### REQUIRED TASK
Reproduce every item below word for word, but omit the pictures.

### GIVEN ENTRIES
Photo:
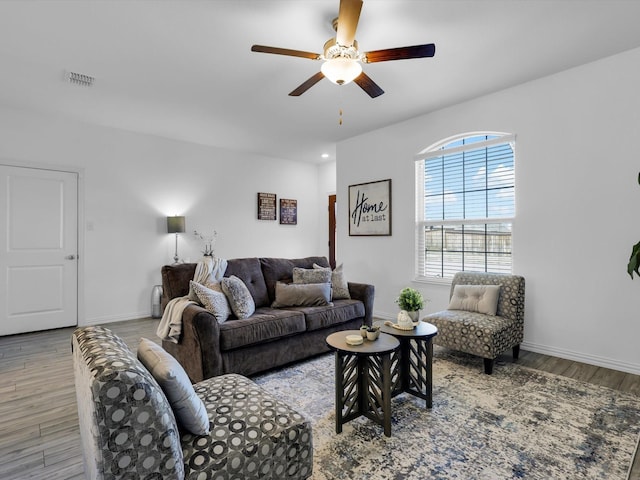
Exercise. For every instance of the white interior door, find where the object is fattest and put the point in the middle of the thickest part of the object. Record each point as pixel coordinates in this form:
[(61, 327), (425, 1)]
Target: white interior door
[(38, 249)]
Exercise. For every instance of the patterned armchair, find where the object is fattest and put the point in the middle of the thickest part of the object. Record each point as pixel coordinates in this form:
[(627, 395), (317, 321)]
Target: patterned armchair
[(462, 327), (128, 428)]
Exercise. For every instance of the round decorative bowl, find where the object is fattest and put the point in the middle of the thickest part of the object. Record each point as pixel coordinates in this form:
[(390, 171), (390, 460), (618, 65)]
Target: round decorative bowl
[(373, 335)]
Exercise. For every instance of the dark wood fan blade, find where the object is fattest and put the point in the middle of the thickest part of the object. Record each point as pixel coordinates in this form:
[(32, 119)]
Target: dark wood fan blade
[(307, 85), (285, 51), (368, 85), (401, 53), (348, 17)]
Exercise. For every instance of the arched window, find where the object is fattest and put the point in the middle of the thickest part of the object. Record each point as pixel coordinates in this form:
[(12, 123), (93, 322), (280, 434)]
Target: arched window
[(465, 205)]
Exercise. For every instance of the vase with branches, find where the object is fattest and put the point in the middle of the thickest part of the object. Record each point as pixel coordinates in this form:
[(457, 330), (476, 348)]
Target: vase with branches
[(209, 242)]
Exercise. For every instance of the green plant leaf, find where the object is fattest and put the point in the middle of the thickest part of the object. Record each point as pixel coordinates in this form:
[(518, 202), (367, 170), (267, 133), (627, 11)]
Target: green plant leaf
[(634, 261)]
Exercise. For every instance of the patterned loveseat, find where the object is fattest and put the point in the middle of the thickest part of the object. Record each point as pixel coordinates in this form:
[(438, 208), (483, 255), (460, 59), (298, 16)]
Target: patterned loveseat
[(129, 430), (462, 327)]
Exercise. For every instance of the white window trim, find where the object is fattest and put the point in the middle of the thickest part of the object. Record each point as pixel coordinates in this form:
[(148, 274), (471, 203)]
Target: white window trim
[(434, 151)]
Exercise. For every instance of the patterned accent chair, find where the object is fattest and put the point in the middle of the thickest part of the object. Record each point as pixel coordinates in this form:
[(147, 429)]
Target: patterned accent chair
[(483, 334), (128, 429)]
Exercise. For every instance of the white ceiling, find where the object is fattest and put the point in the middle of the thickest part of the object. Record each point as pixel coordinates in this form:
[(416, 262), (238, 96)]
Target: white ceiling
[(184, 69)]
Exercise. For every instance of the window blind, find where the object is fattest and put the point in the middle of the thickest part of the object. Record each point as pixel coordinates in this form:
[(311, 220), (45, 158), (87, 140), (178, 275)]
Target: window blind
[(465, 204)]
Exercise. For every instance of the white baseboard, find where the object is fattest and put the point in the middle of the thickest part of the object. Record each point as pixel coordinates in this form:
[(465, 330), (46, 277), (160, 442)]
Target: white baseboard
[(582, 357), (113, 318), (596, 360)]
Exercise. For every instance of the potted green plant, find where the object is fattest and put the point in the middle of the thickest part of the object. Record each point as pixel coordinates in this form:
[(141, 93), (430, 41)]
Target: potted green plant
[(634, 259), (410, 300)]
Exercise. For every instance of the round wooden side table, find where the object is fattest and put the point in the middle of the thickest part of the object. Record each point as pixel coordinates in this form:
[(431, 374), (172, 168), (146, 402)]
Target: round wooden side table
[(414, 365), (363, 378)]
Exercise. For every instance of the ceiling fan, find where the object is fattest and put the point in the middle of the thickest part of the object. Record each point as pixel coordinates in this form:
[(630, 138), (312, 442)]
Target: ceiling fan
[(341, 57)]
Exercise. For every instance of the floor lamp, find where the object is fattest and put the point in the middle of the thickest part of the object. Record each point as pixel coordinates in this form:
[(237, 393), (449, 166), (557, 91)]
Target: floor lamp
[(175, 225)]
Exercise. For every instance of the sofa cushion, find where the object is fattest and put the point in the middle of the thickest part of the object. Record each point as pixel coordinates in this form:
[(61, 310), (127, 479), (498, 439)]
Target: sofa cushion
[(264, 325), (253, 435), (310, 275), (302, 295), (341, 312), (239, 297), (248, 270), (186, 405), (213, 299), (339, 284), (475, 298), (281, 270)]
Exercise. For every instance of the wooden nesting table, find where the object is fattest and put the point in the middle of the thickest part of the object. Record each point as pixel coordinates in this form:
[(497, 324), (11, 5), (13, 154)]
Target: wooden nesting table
[(412, 372), (363, 378)]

### RESULT OF THE TASK
Photo:
Exercise. For every instance of the white interior door, find where the object is fattest and put the point in the middle of the thickest part of the object. Record each point as pixel coordinates in this form:
[(61, 327), (425, 1)]
Target: white interior door
[(38, 249)]
Exercise. For every instance of the patterned armchair, find where the object is fattest and put the point in the middle of the thickest part of the object. Record each point as pixel coordinates in this form:
[(627, 395), (317, 321)]
Target: patterned armchair
[(462, 327), (128, 428)]
Exercise. For every instance of the round decorative bowl, find where the object is fattest and put the point in the middle of the thickest part of the object. Record each point as pixel coordinates in this form:
[(390, 171), (390, 460), (618, 65)]
Target: round decorative bowl
[(373, 335)]
Exercise. For every instance of the dark wood fan blade, find where the object is fattest and put the point in the middle of the thickest part of the object. Record each point as pixel coordinates in this form:
[(32, 119)]
Target: dark wood fan blade
[(307, 85), (285, 51), (368, 85), (401, 53), (348, 17)]
Exercise. For every instance of the arched window, find where the object is fattest and put the point in the middle of the thickest part of the object. Record each point as pixel coordinates in this form:
[(12, 123), (93, 322), (280, 434)]
Target: arched window
[(465, 205)]
Exercise. For every instance of the vase with branches, find where the object is fattest and put the point in the middle of the thickest part of the object. Record each point as pixel coordinates in this form:
[(457, 330), (476, 348)]
Target: vase with branches
[(209, 242)]
Exercise. For every instance of the green plant leaf, find where the object is fattest and put the point in the middle of the thickest part of the object. Record each point as pixel coordinates in this form:
[(518, 202), (367, 170), (267, 133), (627, 11)]
Target: green plant leaf
[(634, 261)]
Exercise. For every instance of the patterned loveseat, find where the object is fattest and put the point in the middle of the thickest part of the object. Record each point as pixel coordinates in this form:
[(438, 208), (483, 255), (460, 59), (298, 16)]
Target: patterned loveseat
[(129, 430), (462, 327)]
Exercise. For every instance of the white window trim, find where the object is fattest and put the point in the middle of the thickest part of the object. Record each point as pixel coordinates in this form:
[(148, 274), (471, 203)]
Target: white window trim
[(434, 151)]
Exercise. For every instance of the patterned accent chair, find where the object is fattest and put the point in the middle of the thickest part of the object. Record each point as pixel coordinates in this form:
[(147, 429)]
Target: patterned accent chair
[(483, 334), (128, 429)]
Exercise. For every instance of the white ceiling, find where the object is fattest and put the point in the middle of the thickest part of the object. Record each point as pixel coordinates in this form:
[(416, 262), (238, 96)]
Target: white ceiling
[(184, 69)]
Exercise. For every instance of the window blind, find where the object is fattest and put the point in the middle of the thickest part of the object. Record each point as pixel coordinates in this form:
[(311, 220), (45, 158), (87, 140), (178, 275)]
Target: window blind
[(465, 204)]
Exercise. For every instance of the white baseboard, find where the object is fattest and put the point in the middle of the thickest part of the object. Record each point as pixel coordinates in this form:
[(465, 330), (46, 277), (160, 442)]
Target: white baseboard
[(582, 357), (113, 318), (596, 360)]
Exercise. For every instance of the potted green plant, find where the object is fattest and put the point in the middle of the thickest part of the object. Record each point as pixel coordinates in this form:
[(141, 93), (430, 41)]
Target: potted green plant
[(634, 259), (410, 300)]
Exercise. For every instance of the round wooden side table, find where the object is fattest and put the point in the middle of the thickest part of the object. Record each point as pixel coordinates in this form:
[(431, 374), (172, 168), (146, 402)]
Target: round wooden side table
[(414, 365), (363, 378)]
Exercise. For every instance of the ceiling fan, find where the object is fattest and put the point in the middle of the thickest part of the object. Record each point as pixel coordinates in this form:
[(630, 138), (312, 442)]
Target: ceiling fan
[(341, 57)]
Exercise. For every instance of the floor lamp, find where the object is fattest and put the point in the middle of the thickest part of the object. Record each point as pixel coordinates in this form:
[(237, 393), (449, 166), (557, 91)]
Target: floor lamp
[(175, 225)]
Exercise. For every instance of the sofa cushion, find where the object is fattest and put the point in the middle of the thickest part of the object. Record each point as pixel coordinates in this form:
[(61, 310), (127, 479), (498, 439)]
Target: sofa cushion
[(264, 325), (253, 435), (310, 275), (302, 295), (341, 312), (239, 297), (248, 270), (186, 405), (213, 299), (339, 284), (475, 298), (281, 270)]
Exercise. For every instance of the wooden nesting table, find where the object is fattest and put the point in the middle of the thickest part of the object. Record each point as pixel coordinates in this form:
[(497, 324), (11, 5), (13, 154)]
Target: wooden nesting table
[(412, 372), (363, 378)]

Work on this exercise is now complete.